• **Source passage**
────────────────

Metcash is a strong competitor in Australian Food, Liquor and Hardware. Its market position has improved, and this provides a moment of opportunity for the company to capitalise.
Time to expand. After ten years of losing market share in Food, MTS stabilised its position at 14% in FY22. It is now reducing its pricing to narrow the discount to the majors and opening new stores. Independents are competitive in Australia and can win on range and service and mostly neutralise on price. At MTS’s metro IGA stores, pricing is now within 2% of the majors on identical branded goods. Five years ago, the discount was 5-10%.
In addition to new stores and refurbishments (Diamond store format) and improving the private label offering, MTS will upgrade its distribution centres in Victoria and WA.
The company’s eCommerce and loyalty programs are embryonic. Other than a partnership with DoorDash and Uber for quick deliveries, each independent retailer is largely in charge of its own destiny in this regard. There are just 220 stores in the fleet of 1,400 using the company’s eCommerce platform and 420 using rapid delivery aggregators.
The Liquor division has enjoyed very strong sales growth in the last two years. It is a clear number two player behind Endeavour Group with 27% market share making it larger than Coles. The division wants to get more retailers onto its IBA banner from the low level of 15% currently. Liquor also has an inadequate eCommerce and loyalty platform and has plans to beef it up. The proportion of owned and exclusive brands will be pushed from 1% currently to 5% of sales over the next two years.

────────────────

[Saved entries]
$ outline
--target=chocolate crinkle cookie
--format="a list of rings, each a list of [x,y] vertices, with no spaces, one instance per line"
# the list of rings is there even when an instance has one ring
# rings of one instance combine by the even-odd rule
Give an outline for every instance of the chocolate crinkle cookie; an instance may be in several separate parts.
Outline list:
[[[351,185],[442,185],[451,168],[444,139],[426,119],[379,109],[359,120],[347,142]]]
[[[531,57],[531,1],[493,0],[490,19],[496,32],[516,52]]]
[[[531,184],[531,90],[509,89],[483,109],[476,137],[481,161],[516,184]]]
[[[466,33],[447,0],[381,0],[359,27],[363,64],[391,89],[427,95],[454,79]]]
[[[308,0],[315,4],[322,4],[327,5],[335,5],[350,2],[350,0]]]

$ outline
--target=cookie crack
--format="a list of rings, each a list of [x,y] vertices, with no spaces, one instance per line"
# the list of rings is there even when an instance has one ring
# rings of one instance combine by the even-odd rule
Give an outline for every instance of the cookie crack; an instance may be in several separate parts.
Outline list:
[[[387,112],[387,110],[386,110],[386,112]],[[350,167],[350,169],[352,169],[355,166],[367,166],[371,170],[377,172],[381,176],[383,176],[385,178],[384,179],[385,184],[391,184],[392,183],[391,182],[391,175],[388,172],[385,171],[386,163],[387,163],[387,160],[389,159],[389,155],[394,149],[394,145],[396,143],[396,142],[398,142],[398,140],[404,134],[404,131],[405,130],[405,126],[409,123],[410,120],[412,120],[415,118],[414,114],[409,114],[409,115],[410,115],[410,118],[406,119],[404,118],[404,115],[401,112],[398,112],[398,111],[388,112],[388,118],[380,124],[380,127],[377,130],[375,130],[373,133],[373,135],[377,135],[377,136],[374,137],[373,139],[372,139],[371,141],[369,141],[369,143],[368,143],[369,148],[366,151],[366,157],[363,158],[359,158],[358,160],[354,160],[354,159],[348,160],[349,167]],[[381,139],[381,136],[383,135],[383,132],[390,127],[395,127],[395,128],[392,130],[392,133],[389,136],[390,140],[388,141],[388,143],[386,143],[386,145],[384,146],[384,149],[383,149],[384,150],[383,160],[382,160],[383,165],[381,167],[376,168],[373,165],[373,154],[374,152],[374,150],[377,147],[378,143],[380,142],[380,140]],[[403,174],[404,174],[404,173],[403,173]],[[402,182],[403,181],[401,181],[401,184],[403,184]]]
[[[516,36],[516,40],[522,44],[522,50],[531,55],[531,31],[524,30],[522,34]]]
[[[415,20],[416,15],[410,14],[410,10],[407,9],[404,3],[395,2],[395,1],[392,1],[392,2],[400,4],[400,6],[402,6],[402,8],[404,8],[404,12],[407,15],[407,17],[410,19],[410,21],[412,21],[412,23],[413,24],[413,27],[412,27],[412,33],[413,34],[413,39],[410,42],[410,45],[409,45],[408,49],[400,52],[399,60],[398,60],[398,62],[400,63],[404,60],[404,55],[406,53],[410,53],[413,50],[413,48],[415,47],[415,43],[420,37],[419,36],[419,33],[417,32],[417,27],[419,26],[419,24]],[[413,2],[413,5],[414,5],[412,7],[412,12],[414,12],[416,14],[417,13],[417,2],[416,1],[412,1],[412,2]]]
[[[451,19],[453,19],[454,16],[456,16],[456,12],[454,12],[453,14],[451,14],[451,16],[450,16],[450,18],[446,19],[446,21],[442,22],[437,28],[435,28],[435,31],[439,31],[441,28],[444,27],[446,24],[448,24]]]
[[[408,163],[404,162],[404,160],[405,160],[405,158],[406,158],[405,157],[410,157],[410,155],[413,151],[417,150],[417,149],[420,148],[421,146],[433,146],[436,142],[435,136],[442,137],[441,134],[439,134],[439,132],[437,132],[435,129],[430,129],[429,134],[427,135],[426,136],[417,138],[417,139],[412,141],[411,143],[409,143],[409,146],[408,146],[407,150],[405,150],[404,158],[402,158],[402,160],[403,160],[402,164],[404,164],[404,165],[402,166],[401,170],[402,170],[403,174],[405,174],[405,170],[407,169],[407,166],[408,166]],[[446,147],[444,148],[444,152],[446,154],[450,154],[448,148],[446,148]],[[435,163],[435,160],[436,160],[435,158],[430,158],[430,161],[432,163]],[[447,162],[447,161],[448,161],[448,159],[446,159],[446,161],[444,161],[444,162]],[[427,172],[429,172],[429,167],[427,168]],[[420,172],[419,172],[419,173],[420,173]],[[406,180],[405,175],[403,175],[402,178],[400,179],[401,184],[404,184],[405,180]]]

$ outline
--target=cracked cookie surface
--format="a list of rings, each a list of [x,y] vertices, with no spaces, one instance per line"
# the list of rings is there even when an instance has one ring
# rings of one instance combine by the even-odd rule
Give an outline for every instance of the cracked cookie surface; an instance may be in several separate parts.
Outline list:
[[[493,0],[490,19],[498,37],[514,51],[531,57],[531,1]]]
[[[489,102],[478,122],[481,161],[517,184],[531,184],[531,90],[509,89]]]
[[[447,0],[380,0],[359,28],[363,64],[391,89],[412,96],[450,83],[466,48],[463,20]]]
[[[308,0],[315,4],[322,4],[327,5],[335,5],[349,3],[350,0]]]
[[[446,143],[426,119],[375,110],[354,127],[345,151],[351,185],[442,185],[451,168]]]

────────────────

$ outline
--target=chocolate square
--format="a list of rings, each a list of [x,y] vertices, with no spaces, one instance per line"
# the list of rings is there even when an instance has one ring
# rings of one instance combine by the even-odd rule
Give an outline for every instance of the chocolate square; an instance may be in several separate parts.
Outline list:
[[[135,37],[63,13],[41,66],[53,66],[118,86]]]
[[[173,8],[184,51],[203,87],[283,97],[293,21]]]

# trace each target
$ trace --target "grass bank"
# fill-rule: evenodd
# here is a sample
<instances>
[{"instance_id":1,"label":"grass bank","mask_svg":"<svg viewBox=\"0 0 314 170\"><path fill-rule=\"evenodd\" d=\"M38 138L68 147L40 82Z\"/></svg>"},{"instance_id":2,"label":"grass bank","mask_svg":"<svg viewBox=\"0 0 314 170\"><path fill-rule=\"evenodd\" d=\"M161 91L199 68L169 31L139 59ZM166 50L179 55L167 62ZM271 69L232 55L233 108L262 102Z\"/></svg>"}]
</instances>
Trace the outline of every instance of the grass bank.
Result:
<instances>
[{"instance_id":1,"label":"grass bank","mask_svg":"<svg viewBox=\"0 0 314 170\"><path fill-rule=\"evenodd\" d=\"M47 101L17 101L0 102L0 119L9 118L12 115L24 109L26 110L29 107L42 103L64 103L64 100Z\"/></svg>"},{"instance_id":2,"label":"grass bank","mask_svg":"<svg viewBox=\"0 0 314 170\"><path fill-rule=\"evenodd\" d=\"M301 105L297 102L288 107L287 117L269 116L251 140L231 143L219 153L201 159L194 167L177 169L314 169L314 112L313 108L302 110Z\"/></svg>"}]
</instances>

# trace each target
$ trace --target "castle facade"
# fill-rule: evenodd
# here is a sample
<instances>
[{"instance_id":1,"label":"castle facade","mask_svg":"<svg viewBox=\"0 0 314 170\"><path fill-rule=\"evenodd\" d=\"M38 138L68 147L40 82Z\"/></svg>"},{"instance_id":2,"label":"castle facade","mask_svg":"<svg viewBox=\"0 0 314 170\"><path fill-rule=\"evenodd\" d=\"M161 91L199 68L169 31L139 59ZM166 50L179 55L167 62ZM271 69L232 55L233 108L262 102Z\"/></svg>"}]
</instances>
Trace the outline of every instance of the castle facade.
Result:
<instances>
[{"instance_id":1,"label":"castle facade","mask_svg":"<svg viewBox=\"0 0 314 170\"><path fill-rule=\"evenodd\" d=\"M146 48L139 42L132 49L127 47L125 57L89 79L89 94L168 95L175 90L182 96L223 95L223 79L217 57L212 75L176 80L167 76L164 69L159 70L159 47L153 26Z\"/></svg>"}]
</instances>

────────────────

According to the passage on Metcash, what market share does the Liquor division hold? Please answer in one sentence. These entries come from a different source than the passage on Metcash.

• **Expected output**
The Liquor division holds 27% market share.